Extract provided:
◇ ◇ ◇ ◇
The drain starts at a tunnel beneath the Driffield Navigation, just to the north of Hempholme Lock. To the north, counter drains run on either side of the Navigation, which is much straighter at this point than the old course of the river used to be. Roam Drain joins from the east. The drain heads towards the south west, past the Tophill Low Water Treatment Works, with its "O" and "D" reservoirs, so-called because of their shape. Parts of the works also form the Tophill Low nature reserve, a Site of Special Scientific Interest (SSSI). The river meanders to the east of the works. There is a public right of way along the east bank of the drain. At Wilfholme Landing, it rejoins the river, and passes under Watton Beck in a tunnel. Wilfholme Pumping Station pumps some of the water into the river at this point. The river meanders away again, but the drain continues its straight course towards Aike. The footpath briefly leaves the drain, heading towards Aike village, and rejoins it near the tunnel that once carried the drain under Aike Beck before it was re-routed into Arram Beck and filled in. Near Arram, another tunnel carries it under Arram Beck, and it follows a more southerly direction to reach Hull Bridge at Tickton, where the footpath ends.

The drain crosses Swine Moor, and then turns to the south-east, to pass under Beverley Beck. The structure is variously described as a bridge, aqueduct or tunnel, and is constructed in red brick with ashlar dressings, having three segmental arches. It has been a Grade II Listed structure since 2001. At Woodmansey, the 60 mi Wilberforce Way long-distance footpath, created in 2007, briefly follows first the west bank and then the east. In the final section, the drain is separated from the river first by nurseries and farms, and then by housing as it passes through the outskirts of Kingston upon Hull. A Grade II Listed bridge carries Lockwood Street over the drain. It dates from the late nineteenth century, and is constructed of wrought iron, with cast iron balustrades. Shortly afterwards, the drain discharges into the River Hull at a sluice.
◇ ◇ ◇ ◇
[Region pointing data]
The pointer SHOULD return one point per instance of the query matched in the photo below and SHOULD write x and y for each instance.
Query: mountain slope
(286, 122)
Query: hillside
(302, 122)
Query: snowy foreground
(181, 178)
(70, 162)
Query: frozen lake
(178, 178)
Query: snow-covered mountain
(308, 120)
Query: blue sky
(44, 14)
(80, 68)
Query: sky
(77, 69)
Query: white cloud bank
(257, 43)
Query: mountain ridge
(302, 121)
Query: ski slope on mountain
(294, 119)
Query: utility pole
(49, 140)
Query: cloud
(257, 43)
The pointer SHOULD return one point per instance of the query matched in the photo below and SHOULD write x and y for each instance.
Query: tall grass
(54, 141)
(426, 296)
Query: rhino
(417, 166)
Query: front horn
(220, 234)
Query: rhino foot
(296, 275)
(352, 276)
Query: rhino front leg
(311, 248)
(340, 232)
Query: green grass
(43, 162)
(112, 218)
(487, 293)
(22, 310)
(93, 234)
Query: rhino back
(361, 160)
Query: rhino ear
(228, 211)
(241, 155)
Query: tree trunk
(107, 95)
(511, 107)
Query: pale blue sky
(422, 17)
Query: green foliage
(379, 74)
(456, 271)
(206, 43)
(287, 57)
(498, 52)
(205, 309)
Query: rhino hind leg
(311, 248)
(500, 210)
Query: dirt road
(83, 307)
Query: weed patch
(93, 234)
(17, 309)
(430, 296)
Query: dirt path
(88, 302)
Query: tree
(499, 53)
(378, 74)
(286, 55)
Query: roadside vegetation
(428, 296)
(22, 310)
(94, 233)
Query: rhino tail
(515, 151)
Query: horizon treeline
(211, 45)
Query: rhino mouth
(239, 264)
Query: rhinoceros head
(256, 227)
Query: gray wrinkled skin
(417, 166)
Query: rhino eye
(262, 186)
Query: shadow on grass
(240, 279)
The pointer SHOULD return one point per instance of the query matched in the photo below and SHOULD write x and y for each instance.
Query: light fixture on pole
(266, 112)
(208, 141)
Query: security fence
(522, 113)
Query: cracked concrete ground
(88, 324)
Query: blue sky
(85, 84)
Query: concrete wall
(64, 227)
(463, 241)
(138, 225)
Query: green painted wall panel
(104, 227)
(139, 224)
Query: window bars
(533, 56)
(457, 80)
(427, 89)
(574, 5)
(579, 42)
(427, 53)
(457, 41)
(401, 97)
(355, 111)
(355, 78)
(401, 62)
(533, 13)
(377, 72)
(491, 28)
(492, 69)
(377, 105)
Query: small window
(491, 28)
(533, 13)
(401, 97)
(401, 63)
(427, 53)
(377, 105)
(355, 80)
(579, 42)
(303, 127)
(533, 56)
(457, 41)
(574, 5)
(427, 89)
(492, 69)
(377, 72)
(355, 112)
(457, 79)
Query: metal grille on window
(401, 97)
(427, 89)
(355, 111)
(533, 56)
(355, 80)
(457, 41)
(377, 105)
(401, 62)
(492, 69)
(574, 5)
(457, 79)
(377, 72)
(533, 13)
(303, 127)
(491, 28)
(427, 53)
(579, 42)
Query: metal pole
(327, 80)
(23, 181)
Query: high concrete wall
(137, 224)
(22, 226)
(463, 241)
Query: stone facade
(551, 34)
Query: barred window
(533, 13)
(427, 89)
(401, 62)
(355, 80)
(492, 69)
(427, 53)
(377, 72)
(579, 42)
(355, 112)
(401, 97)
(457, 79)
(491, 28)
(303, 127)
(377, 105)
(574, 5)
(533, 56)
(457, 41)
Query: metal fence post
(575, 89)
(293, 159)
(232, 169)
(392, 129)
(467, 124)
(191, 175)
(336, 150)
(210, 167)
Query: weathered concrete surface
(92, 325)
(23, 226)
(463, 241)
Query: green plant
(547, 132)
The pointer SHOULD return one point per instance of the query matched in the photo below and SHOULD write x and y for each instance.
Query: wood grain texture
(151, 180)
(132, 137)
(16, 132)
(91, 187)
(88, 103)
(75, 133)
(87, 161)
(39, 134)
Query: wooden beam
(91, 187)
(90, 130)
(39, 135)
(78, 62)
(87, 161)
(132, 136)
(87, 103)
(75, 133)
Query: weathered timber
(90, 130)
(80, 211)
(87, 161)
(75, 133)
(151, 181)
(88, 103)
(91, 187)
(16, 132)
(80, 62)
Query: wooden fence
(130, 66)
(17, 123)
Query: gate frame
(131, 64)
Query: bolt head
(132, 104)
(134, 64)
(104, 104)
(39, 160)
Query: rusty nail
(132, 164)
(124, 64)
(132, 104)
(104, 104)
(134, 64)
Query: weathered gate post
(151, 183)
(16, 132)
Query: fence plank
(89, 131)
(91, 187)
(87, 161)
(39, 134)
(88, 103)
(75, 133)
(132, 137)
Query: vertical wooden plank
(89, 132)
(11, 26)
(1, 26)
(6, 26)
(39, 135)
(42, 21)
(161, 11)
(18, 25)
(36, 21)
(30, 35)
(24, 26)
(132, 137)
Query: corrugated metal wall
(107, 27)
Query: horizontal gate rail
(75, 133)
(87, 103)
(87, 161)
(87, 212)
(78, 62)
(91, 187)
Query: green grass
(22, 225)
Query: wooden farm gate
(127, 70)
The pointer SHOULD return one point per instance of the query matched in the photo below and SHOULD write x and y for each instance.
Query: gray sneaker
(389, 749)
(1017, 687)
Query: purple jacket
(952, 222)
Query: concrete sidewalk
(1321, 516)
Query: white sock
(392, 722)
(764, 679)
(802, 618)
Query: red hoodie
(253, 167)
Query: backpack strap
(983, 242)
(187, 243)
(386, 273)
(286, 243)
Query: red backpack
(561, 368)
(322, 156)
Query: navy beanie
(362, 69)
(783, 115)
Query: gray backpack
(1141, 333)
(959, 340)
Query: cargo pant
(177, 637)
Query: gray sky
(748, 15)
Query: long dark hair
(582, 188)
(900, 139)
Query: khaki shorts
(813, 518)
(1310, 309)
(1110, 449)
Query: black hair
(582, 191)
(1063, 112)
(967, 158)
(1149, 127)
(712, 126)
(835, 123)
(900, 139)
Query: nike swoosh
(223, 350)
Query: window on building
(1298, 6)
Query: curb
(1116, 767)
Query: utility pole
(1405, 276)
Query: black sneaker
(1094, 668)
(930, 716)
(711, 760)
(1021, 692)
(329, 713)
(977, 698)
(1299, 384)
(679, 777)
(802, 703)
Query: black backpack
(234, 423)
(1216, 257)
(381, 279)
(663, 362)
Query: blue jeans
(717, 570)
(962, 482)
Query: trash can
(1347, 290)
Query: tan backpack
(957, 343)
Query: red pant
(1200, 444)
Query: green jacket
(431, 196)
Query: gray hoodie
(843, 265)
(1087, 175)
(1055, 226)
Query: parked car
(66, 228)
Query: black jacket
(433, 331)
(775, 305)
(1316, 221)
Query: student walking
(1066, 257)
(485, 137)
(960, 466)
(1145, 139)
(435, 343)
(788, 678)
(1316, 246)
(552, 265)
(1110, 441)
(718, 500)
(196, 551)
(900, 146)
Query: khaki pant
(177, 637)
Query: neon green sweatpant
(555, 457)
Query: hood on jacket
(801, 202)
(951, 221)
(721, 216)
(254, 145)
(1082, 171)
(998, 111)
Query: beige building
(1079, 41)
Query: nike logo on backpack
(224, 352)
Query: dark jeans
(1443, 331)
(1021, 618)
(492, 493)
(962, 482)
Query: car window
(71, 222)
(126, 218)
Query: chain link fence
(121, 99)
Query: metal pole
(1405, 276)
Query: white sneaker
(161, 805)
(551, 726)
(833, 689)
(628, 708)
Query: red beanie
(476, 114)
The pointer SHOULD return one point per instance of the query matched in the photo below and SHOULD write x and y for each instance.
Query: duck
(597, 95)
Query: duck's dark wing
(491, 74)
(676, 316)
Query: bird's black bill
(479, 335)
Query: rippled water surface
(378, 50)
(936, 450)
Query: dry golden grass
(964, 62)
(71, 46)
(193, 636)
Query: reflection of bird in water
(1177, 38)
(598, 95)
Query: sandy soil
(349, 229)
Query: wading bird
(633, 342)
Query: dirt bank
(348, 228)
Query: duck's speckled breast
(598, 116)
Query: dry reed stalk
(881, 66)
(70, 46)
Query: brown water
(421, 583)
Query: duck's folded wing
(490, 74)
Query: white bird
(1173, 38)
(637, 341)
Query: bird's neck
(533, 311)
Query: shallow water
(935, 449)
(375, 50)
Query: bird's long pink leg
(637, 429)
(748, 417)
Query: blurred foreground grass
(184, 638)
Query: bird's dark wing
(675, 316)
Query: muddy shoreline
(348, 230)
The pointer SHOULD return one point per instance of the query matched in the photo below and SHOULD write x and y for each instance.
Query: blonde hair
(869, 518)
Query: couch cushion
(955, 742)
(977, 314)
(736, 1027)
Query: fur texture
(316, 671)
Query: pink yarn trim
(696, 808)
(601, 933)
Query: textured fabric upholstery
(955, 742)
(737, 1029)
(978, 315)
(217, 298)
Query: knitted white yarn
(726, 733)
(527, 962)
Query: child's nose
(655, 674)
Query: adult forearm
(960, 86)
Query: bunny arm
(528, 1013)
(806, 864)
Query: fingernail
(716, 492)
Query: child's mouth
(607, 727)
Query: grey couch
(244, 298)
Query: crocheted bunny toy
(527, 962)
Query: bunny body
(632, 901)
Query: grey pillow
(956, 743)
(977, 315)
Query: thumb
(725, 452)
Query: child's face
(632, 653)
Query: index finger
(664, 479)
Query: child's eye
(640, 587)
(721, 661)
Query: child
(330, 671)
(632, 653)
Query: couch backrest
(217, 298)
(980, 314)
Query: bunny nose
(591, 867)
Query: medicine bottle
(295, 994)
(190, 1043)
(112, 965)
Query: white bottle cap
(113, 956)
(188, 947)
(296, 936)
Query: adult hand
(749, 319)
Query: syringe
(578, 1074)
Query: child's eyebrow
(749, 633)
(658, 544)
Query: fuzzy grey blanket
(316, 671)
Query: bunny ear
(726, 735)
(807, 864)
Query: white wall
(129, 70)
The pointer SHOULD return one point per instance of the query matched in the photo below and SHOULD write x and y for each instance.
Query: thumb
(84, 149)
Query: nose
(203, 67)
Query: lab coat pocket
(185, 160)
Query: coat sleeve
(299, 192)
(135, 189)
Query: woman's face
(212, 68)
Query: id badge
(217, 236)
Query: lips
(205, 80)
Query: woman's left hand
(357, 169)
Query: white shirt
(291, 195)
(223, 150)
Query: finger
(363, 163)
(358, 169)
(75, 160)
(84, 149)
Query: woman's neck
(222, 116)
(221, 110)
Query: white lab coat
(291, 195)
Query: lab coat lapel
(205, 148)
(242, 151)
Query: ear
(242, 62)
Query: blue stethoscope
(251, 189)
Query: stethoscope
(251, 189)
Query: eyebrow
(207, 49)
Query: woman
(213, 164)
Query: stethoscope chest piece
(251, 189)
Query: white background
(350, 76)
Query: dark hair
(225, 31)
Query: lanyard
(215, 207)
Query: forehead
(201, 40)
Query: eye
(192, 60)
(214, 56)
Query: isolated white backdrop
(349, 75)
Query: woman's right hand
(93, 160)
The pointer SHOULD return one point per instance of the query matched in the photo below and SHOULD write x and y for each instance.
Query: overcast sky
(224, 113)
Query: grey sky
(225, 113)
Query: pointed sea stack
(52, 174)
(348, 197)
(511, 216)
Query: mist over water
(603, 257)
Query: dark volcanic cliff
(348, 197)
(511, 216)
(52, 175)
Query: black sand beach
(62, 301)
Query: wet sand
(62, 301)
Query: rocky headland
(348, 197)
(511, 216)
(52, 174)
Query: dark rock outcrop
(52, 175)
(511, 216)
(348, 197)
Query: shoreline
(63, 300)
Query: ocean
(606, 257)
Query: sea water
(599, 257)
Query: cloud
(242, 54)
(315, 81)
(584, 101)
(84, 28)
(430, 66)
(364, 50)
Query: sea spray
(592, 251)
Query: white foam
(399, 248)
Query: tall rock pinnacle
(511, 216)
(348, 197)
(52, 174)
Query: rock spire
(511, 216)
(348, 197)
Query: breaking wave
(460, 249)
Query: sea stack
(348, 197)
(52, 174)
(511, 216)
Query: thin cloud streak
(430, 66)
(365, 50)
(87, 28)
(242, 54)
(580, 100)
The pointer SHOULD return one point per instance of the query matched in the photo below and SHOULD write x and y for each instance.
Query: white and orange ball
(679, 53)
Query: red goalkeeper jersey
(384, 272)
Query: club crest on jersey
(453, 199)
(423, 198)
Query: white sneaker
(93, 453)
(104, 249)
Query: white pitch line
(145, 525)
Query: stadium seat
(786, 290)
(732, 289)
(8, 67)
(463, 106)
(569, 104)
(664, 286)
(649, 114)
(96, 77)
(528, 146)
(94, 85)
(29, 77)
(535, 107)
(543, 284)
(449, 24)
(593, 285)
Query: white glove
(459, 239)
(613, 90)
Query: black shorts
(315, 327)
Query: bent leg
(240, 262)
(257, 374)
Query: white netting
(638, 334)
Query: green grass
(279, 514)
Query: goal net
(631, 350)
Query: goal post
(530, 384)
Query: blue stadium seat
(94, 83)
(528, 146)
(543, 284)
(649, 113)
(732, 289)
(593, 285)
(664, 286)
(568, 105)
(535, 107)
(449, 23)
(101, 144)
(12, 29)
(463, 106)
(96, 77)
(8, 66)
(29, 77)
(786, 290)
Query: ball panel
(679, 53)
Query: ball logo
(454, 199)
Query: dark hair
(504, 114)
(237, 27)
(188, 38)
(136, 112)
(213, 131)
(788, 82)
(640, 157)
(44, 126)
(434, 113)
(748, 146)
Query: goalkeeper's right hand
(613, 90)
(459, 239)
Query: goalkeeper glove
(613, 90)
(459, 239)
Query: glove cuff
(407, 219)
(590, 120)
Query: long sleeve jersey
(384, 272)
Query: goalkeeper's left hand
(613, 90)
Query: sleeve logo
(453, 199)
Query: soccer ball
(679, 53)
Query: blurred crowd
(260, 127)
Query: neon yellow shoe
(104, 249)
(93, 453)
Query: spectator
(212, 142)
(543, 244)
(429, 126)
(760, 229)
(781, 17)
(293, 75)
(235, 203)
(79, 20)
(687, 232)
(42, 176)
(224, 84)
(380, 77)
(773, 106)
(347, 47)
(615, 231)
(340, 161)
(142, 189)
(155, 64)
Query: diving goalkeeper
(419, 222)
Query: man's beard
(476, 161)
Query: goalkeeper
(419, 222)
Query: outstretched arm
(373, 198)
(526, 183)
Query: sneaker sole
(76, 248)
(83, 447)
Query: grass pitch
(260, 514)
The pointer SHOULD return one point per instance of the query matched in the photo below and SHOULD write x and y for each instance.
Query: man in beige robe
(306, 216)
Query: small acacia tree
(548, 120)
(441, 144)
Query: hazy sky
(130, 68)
◇ ◇ ◇ ◇
Exercise prompt:
List every watercourse whose name ends in "Beck" that the passage on the drain's course mentions.

Written reply:
Watton Beck, Aike Beck, Arram Beck, Beverley Beck